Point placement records
* Start *
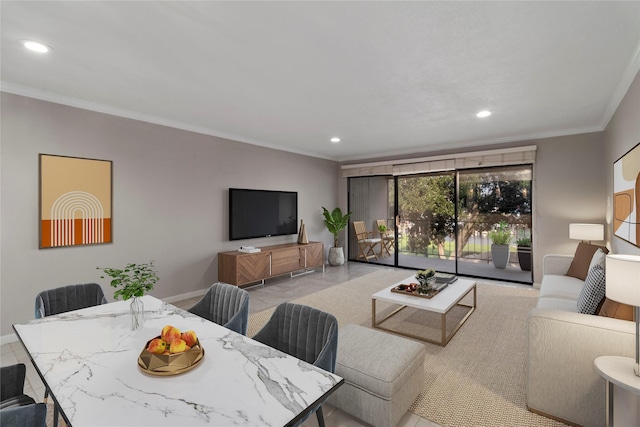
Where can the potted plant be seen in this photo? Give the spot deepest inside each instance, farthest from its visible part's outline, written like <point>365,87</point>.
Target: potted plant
<point>132,282</point>
<point>335,222</point>
<point>500,237</point>
<point>426,278</point>
<point>524,253</point>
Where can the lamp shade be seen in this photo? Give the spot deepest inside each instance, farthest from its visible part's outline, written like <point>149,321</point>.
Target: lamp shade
<point>623,279</point>
<point>586,231</point>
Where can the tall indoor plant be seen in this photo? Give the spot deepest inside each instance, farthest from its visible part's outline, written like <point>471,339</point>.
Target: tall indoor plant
<point>524,253</point>
<point>500,237</point>
<point>335,222</point>
<point>132,282</point>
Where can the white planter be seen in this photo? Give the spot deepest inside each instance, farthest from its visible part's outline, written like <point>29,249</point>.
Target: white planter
<point>500,255</point>
<point>336,256</point>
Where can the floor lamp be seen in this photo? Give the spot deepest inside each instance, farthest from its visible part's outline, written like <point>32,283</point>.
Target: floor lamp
<point>623,285</point>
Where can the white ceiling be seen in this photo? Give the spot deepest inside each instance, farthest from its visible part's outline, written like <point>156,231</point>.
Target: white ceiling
<point>388,78</point>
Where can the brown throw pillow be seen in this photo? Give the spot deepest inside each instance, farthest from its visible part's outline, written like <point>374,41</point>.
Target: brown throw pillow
<point>581,260</point>
<point>617,310</point>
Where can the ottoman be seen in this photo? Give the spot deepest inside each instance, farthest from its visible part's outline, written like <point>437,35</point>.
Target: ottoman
<point>383,374</point>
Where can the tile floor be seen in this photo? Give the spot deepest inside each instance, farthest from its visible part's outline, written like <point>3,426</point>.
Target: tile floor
<point>272,293</point>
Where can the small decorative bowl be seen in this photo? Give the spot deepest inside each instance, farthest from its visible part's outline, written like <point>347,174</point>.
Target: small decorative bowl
<point>426,284</point>
<point>170,364</point>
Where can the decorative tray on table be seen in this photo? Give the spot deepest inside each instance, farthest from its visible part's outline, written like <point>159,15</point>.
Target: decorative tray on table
<point>170,364</point>
<point>412,289</point>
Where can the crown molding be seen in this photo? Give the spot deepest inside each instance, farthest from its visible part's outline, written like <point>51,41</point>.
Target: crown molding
<point>147,118</point>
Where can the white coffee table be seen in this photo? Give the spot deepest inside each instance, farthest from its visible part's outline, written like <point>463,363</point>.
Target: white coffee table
<point>441,303</point>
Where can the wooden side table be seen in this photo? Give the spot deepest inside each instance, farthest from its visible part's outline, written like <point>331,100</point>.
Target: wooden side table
<point>617,371</point>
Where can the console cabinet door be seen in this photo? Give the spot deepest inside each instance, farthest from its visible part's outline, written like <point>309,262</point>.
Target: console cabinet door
<point>253,267</point>
<point>312,255</point>
<point>285,261</point>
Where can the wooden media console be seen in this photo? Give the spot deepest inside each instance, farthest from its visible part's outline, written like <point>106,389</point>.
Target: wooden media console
<point>241,268</point>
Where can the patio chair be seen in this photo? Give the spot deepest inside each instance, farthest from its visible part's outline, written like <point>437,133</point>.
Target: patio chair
<point>64,299</point>
<point>388,239</point>
<point>366,243</point>
<point>16,408</point>
<point>226,305</point>
<point>305,333</point>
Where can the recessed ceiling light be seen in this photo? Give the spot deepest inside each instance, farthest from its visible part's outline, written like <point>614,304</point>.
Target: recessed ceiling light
<point>35,46</point>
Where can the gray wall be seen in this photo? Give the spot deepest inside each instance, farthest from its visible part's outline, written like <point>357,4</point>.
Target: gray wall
<point>621,135</point>
<point>169,199</point>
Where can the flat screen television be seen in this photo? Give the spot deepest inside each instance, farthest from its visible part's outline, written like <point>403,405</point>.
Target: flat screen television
<point>262,213</point>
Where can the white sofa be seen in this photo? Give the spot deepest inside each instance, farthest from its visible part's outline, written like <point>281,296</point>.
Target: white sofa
<point>562,382</point>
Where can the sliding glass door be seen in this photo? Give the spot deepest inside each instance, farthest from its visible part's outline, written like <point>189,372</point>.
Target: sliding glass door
<point>487,198</point>
<point>426,222</point>
<point>444,220</point>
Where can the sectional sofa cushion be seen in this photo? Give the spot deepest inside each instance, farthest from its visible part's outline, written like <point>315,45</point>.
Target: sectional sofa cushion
<point>616,310</point>
<point>593,291</point>
<point>579,267</point>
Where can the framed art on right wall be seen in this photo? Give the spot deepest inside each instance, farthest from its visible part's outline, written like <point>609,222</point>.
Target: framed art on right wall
<point>626,196</point>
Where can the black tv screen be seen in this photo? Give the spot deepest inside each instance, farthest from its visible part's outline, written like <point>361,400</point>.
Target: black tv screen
<point>262,213</point>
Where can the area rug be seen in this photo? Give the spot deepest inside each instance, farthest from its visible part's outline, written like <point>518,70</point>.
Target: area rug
* End *
- **WHAT YOU SHOULD DO**
Rewrite all the lines of the records above as a numbered list, skipping any blank lines. Leave the pictures out of your answer.

- **WRITTEN ANSWER**
1. Where can the potted plant be seen in this photo? Give the spot deepest inside each instance, farthest from its visible part's outline, written like <point>365,87</point>.
2. Target: potted plant
3. <point>132,282</point>
4. <point>335,222</point>
5. <point>500,237</point>
6. <point>426,278</point>
7. <point>524,253</point>
8. Where can the lamp shade be seen in this photo? Give the spot deepest inside each instance, farthest from its visible part's outline, written like <point>149,321</point>.
9. Target: lamp shade
10. <point>623,279</point>
11. <point>586,231</point>
12. Where can the tall indoor plant be seen in this photo? Give the spot deepest inside each instance, farthest from its visible part's outline, written like <point>471,339</point>.
13. Target: tall indoor plant
14. <point>524,253</point>
15. <point>500,237</point>
16. <point>335,222</point>
17. <point>132,282</point>
18. Where can the white planter be seen in this photo? Give the spot deepest inside each instance, farthest from its visible part's outline, written like <point>29,249</point>.
19. Target: white planter
20. <point>500,255</point>
21. <point>336,256</point>
22. Where can the floor lamp be seen in this photo? Give the spot deepest inside each instance, farthest from its visible part's outline, written like <point>32,283</point>.
23. Target: floor lamp
24. <point>623,285</point>
25. Where can the white ceiling be seen in this photo? Give the spot deepest inside each instance, farthest from its visible part's outline, written like <point>156,231</point>.
26. Target: white ceiling
27. <point>388,78</point>
28. Where can the brown throw pillow be seen in this photo? Give the spot deepest inside each instance, farthest from its visible part's outline, written like <point>374,41</point>.
29. Target: brown throw pillow
30. <point>581,260</point>
31. <point>617,310</point>
32. Where can the ottoman be seen in this photo? Give the spot deepest inside each instance, farthest from its visible part's outline, written like <point>437,35</point>.
33. Target: ottoman
34. <point>383,374</point>
35. Where can the tile floor be seen in this photo? Give the spot deepest inside each instance, farthest from its visible part's outline, written like <point>3,426</point>.
36. Target: tile floor
37. <point>272,293</point>
38. Where can the small decorative bowl be seen in this photo? Give the spot deepest inside each instance, farthest from its visible part's outline, written like <point>347,174</point>.
39. Target: small decorative bowl
40. <point>426,284</point>
41. <point>170,364</point>
42. Where can the decorative tray on table be seen in this photo? Give the spot deepest inside each instance, farthest from its visible part's outline, written like <point>159,15</point>.
43. Target: decorative tray on table
44. <point>170,364</point>
45. <point>412,289</point>
46. Where can the crown molding be seen in this photo? Give the spot deepest inside each instance, farthest from its visible part's outline, written like <point>51,41</point>.
47. Target: crown molding
48. <point>147,118</point>
49. Where can the white coffee table be seen in this photo? Give the spot deepest inside each instance, farthest from its visible part's outline, written like <point>463,363</point>.
50. Target: white coffee table
51. <point>441,303</point>
52. Where can the wooden side table be seen in this photo? Give the spot deepest inside each instance, farthest from its visible part's outline, written like <point>331,100</point>.
53. Target: wooden side table
54. <point>617,371</point>
55. Where can the console cabinet door be seen in this photo? Give the spot deepest inside each instance, farthest from its visible part's outline, written like <point>309,262</point>.
56. Target: console cabinet door
57. <point>253,267</point>
58. <point>312,255</point>
59. <point>285,261</point>
60. Where can the wooden media console be seen in this photo? Give the spot deepest inside each instance, farthest from its visible part's outline, written like <point>106,389</point>.
61. Target: wooden media console
62. <point>241,268</point>
63. Where can the patio chair be seen in this photo? Give the spot deepest inside each instance, farthest from its visible part's outline, written like <point>437,133</point>.
64. Target: patio chair
65. <point>64,299</point>
66. <point>388,239</point>
67. <point>366,243</point>
68. <point>16,408</point>
69. <point>226,305</point>
70. <point>305,333</point>
71. Where can the recessed ceiling light be seen in this photo? Give the spot deepest inside each instance, farthest from its visible part's outline, written like <point>614,304</point>.
72. Target: recessed ceiling light
73. <point>35,46</point>
74. Where can the gray wall be seen in this photo? Give the spot deepest inside each instance, farthest from its visible part's outline, written like <point>357,4</point>.
75. Target: gray wall
76. <point>621,135</point>
77. <point>169,199</point>
78. Where can the flat screen television be seen in this photo? Give the spot deepest inside each instance, farthest from its visible part's outline, written like <point>403,405</point>.
79. Target: flat screen television
80. <point>262,213</point>
81. Where can the white sofa be seen in this photo? Give the spot deepest inside each instance, farthest from its visible part's outline, written like <point>281,296</point>.
82. Target: white sofa
83. <point>562,382</point>
84. Where can the sliding glass door be seen in this photo? Give the spot deepest inside each instance, farthest from its visible part's outline, written like <point>189,372</point>.
85. Target: sliding glass door
86. <point>487,198</point>
87. <point>426,222</point>
88. <point>444,220</point>
89. Where can the sectional sofa cushion be seen in this photo? Give the spot deepest inside each instance, farthest from its visible part's outline, written like <point>315,45</point>.
90. Target: sectional sofa cushion
91. <point>616,310</point>
92. <point>593,291</point>
93. <point>579,267</point>
94. Where can the framed art on right wall be seen in this photo? Give the spot deepest inside each instance, farthest from its visible part's outline, written like <point>609,222</point>.
95. Target: framed art on right wall
96. <point>626,196</point>
97. Where can the black tv screen be seen in this photo? Give the spot deepest inside each instance, farthest from its visible part's outline, written like <point>361,400</point>.
98. Target: black tv screen
99. <point>262,213</point>
100. Where can the area rug be seen in this photo? Give the spot deepest inside each instance, farthest from its visible part's outline, written like <point>518,70</point>.
101. Target: area rug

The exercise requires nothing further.